ЗАДАНИЯ
A – Переведите, пожалуйста, на английский язык предложение из текста о премиях журнала «Знамя»: «Кавалерами ордена “Знамени” за постоянное и плодотворное сотрудничество с журналом стали Анатолий Курчаткин и Михаил Шишкин.»
B – Повторите из текста о премиях журнала «Знамя» отрывок от «Торжественная церемония вручения» до «года — 13 января.» включительно.

ФРАГМЕНТ ДЛЯ ЧТЕНИЯ
Опубликовано в журнале: Знамя 2011, 3

Говорят лауреаты «Знамени»

Говорят лауреаты “Знамени”



Торжественная церемония вручения премий журнала “Знамя” по итогам 2010 года состоялась по традиции в Овальном зале Библиотеки иностранной литературы на Святки и в вечер старого Нового года — 13 января.

Кавалерами ордена “Знамени” за постоянное и плодотворное сотрудничество с журналом стали Анатолий Курчаткин и Михаил Шишкин.

ИСХОДНЫЕ ДАННЫЕ
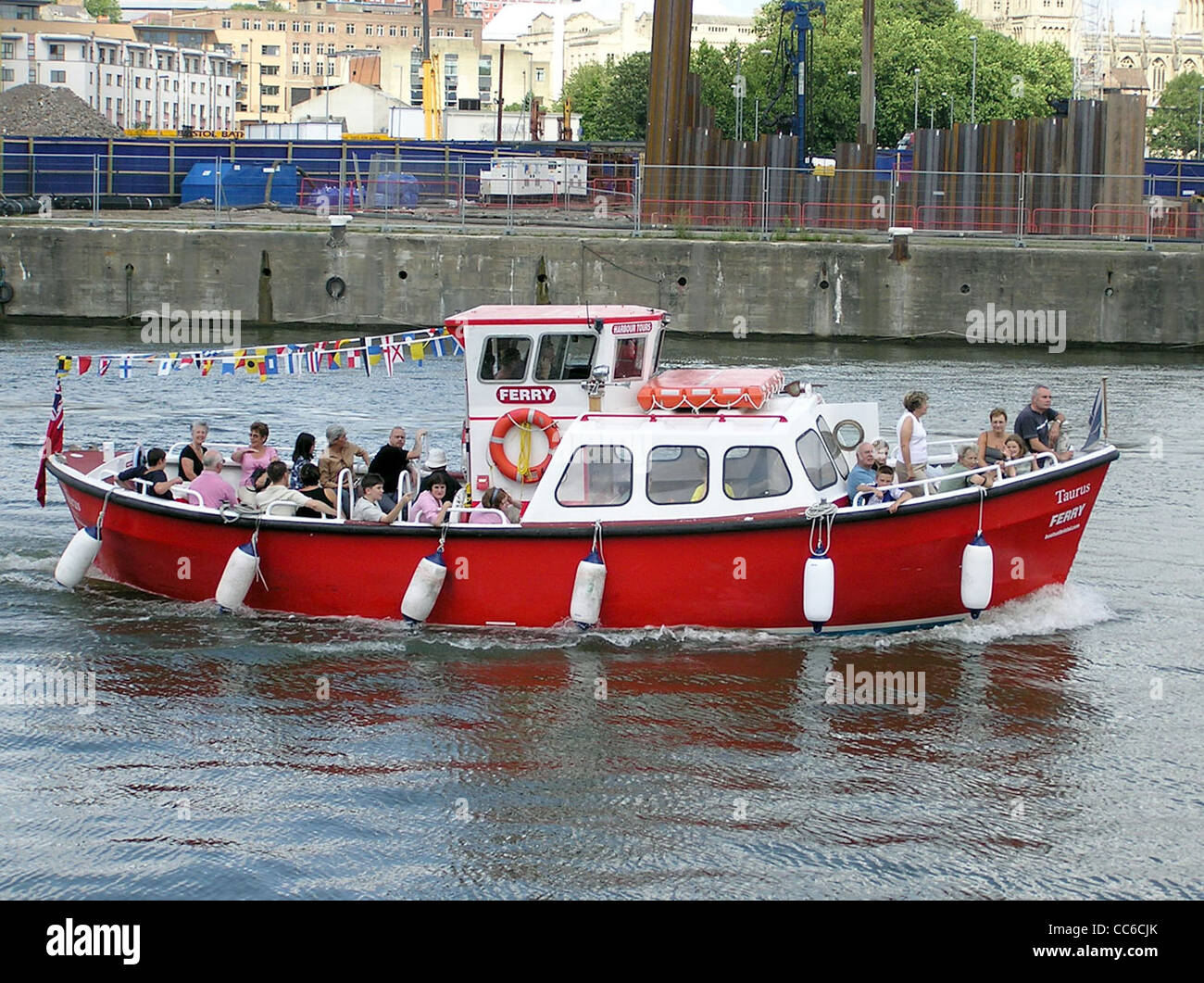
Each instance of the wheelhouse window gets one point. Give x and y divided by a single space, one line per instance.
834 448
629 358
565 357
677 474
597 474
817 462
755 473
505 358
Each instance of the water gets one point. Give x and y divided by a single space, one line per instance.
1059 752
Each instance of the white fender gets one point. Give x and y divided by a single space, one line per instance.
819 590
237 577
76 559
588 589
978 576
424 588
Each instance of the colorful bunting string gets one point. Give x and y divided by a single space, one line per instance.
366 353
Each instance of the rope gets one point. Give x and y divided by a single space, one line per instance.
254 545
522 466
621 269
597 542
821 514
100 518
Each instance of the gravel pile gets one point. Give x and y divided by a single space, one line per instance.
49 111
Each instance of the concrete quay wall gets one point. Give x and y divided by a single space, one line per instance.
823 289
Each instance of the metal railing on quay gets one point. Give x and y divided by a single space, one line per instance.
203 183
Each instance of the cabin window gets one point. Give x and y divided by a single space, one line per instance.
677 474
565 357
505 358
834 448
596 474
629 358
815 460
755 473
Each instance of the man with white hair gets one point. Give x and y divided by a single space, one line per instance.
340 453
861 477
213 489
1039 424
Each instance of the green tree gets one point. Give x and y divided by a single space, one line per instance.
109 8
1014 80
1174 128
585 88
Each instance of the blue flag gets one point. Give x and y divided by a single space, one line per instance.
1096 421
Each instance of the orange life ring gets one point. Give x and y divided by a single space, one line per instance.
504 425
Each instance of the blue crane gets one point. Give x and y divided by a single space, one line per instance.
801 43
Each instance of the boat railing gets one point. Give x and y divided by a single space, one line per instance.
861 498
466 510
338 492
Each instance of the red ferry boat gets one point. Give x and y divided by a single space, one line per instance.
701 498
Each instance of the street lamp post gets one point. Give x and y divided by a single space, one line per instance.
757 108
915 120
738 91
530 77
974 83
1199 120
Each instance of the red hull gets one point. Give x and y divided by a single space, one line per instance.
891 571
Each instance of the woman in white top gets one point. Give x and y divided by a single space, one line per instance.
914 438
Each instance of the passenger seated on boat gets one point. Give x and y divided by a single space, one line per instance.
1014 448
494 498
311 486
253 460
368 508
1040 425
437 464
213 489
278 492
861 477
433 505
967 460
152 473
885 490
191 458
991 441
302 454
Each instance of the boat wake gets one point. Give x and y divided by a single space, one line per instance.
1051 610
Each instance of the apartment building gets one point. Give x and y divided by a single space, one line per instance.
288 57
132 79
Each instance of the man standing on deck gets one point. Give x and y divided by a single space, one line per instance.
1038 424
393 458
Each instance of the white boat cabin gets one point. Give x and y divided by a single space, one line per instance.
566 412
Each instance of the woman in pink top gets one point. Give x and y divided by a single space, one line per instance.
257 454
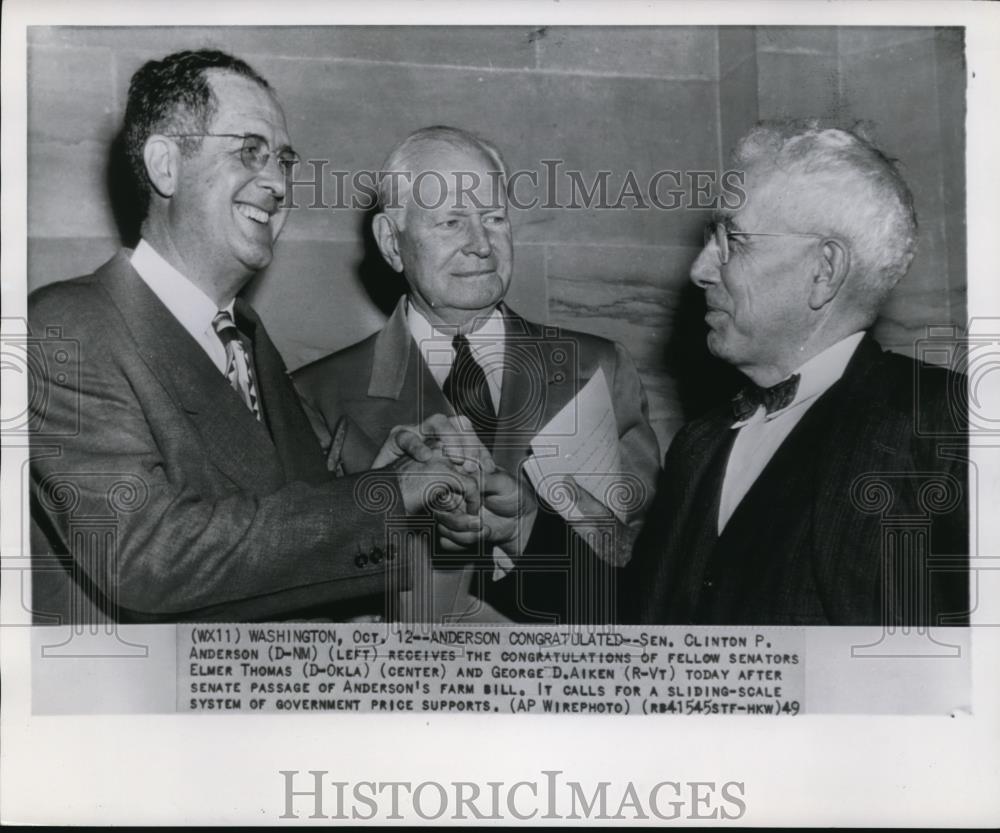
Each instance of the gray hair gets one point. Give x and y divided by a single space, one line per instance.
872 208
394 191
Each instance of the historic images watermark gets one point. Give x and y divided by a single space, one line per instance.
313 185
316 795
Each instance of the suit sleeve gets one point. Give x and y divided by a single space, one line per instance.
177 541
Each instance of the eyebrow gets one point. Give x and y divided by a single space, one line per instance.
251 135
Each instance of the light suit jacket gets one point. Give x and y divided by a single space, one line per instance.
357 395
156 493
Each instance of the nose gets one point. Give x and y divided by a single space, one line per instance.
478 242
706 269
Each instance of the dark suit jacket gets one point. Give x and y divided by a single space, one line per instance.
356 396
171 500
838 528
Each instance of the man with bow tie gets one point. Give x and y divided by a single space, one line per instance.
452 347
808 501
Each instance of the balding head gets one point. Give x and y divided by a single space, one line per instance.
835 182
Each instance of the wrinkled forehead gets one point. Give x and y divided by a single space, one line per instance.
774 200
244 106
466 178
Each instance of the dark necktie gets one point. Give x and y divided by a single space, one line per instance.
469 393
239 370
774 398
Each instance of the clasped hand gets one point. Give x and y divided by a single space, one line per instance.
444 469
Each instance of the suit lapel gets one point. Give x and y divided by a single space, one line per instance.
538 381
238 444
300 453
841 411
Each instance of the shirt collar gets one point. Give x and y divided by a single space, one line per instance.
490 333
816 376
486 344
186 301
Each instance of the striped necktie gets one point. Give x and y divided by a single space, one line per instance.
239 370
469 392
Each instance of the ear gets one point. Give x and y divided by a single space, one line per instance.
162 159
387 238
834 265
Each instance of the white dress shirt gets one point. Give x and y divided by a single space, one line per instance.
486 344
185 301
761 434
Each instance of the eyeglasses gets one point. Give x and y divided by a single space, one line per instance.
720 233
255 153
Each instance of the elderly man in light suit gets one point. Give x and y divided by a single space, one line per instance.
453 347
174 473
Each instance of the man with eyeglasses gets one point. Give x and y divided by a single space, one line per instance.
832 490
179 432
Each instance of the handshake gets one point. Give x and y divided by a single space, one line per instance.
444 469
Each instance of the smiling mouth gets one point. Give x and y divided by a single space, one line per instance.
474 274
253 213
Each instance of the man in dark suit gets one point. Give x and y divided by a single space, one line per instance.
452 347
174 473
833 491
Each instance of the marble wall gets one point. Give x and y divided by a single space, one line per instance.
611 99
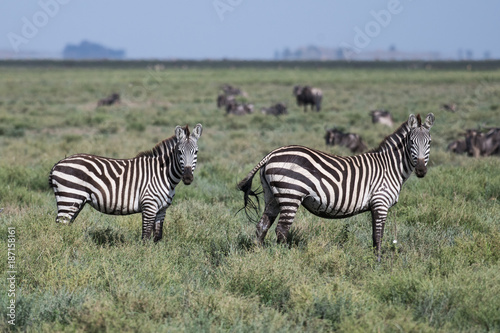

ОЖИДАЕМЫЕ РЕЗУЛЬТАТЫ
A – Anatoly Kurchatkin and Mikhail Shishkin became Cavaliers of the Order of "Znamya" for their constant and fruitful collaboration with the magazine.

B –
Торжественная церемония вручения премий журнала “Знамя” по итогам 2010 года состоялась по традиции в Овальном зале Библиотеки иностранной литературы на Святки и в вечер старого Нового года — 13 января.